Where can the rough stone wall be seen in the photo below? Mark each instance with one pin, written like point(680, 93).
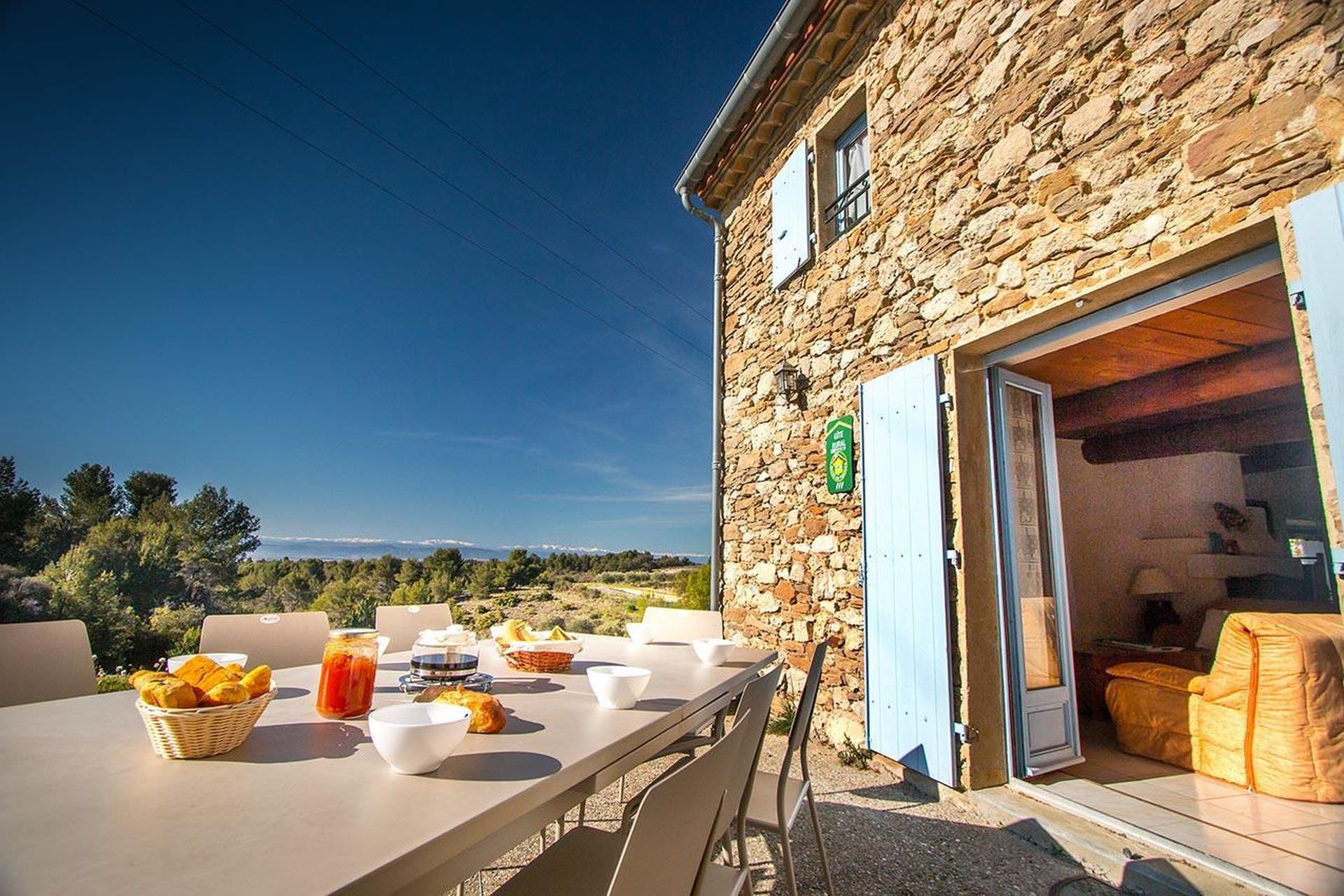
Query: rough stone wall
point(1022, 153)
^^^^^^^^
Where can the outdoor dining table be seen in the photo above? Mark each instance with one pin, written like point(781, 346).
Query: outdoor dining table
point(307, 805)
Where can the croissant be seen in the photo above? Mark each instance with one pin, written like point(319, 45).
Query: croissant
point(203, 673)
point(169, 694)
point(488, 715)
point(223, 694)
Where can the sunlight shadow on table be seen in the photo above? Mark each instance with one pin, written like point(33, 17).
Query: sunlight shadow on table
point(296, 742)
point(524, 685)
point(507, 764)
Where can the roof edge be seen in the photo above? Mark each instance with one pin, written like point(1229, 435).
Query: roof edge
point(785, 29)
^^^^^^^^
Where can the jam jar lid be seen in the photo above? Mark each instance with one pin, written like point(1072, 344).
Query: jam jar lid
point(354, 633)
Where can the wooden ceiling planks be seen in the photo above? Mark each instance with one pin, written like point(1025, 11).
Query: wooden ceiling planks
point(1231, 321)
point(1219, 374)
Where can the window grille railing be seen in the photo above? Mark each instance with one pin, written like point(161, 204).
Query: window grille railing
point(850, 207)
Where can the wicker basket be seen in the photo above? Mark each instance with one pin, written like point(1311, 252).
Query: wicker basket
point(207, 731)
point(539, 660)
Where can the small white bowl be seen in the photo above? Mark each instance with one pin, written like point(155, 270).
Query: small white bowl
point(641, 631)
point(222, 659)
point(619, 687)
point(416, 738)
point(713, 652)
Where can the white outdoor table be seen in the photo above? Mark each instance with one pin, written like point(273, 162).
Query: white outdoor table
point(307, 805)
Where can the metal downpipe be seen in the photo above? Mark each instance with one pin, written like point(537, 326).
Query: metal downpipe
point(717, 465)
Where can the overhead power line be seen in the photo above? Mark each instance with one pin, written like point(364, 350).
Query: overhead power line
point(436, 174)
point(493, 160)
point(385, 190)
^^^^^^^^
Could you rewrite everything in the items above from the line containing "Where can the outdoor" down to the line containing "point(785, 29)", both ends included, as a numbered list with any blank lines dropped?

Written answer:
1. Where can the outdoor dining table be seen in the photo above? Mark each instance with one pin, written like point(781, 346).
2. Query: outdoor dining table
3. point(307, 805)
4. Where can the croissant be seen in the photo above? Mark each instance with one pin, written like point(319, 45).
5. Query: croissant
6. point(203, 673)
7. point(169, 694)
8. point(488, 715)
9. point(223, 694)
10. Where can the sunlight shadow on table be seen in the photo above? Mark each instance with one pin, written like point(33, 17).
11. Query: sunlight shadow on table
12. point(296, 742)
13. point(524, 685)
14. point(507, 764)
15. Where can the roof edge be seen in the photo above? Mark each instance with one pin, written like point(1229, 435).
16. Query: roof edge
17. point(785, 29)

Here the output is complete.